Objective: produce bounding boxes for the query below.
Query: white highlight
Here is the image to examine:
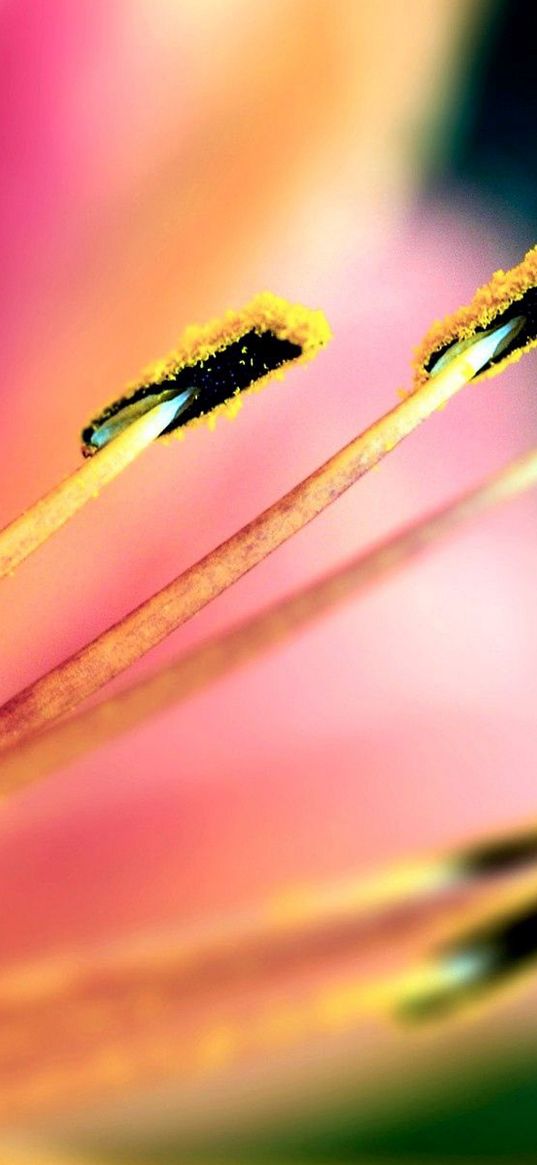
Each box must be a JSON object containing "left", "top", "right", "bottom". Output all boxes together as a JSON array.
[
  {"left": 90, "top": 387, "right": 197, "bottom": 450},
  {"left": 429, "top": 315, "right": 526, "bottom": 380}
]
****************************************
Task brief: Would you copy out every entry above word for word, without the pictures?

Exercise solution:
Objective: produce bounding boxes for the query below.
Query: white highlight
Here is the image to examine:
Each box must be a JSON object containing "left", "top", "right", "bottom". Output all boxes together as a JSON array.
[
  {"left": 90, "top": 387, "right": 197, "bottom": 450},
  {"left": 429, "top": 315, "right": 526, "bottom": 380}
]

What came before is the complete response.